» TÂCHE PROPOSÉE
Recopiez toutes les entrées en remplaçant « woman standing » par « person standing » à chaque occurrence. Ne modifiez rien d'autre.

» Données sources

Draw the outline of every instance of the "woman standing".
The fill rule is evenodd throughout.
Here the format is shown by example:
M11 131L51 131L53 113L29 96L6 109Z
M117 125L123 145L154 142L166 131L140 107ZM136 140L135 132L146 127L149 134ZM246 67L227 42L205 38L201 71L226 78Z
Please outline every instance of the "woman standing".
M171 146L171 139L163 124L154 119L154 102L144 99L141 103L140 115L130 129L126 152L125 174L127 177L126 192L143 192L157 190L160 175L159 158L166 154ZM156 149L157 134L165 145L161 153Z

» RÉPONSE À LA TÂCHE
Draw the outline of every instance of the "person standing".
The fill rule is evenodd throughout.
Here the format is shown by example:
M11 131L51 131L53 113L29 96L6 109Z
M117 125L123 145L154 142L166 131L140 107ZM136 140L135 132L146 127L149 134ZM246 67L227 42L205 38L201 71L226 78Z
Please outline every instance of the "person standing".
M171 146L171 139L163 124L154 119L154 102L144 99L141 103L140 115L130 129L126 152L125 174L127 177L126 192L143 192L157 190L160 175L159 158L166 154ZM156 149L157 134L165 145L161 153Z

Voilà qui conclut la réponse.